Data entries:
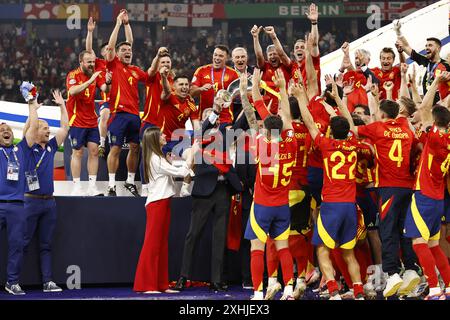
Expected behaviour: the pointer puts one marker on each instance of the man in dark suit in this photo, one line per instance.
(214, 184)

* * *

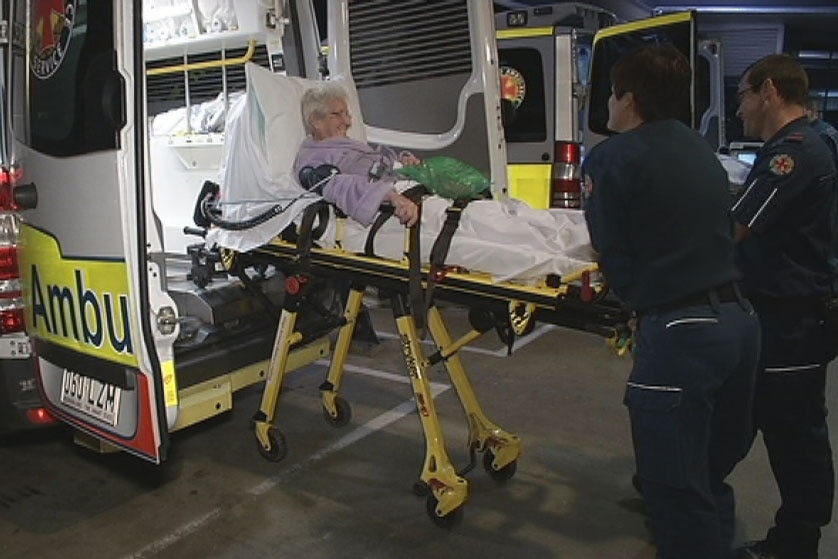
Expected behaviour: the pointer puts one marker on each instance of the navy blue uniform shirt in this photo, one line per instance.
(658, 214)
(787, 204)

What you have to do: State how many lines in the records above contain the word "puts". Give only the number.

Correct response: 2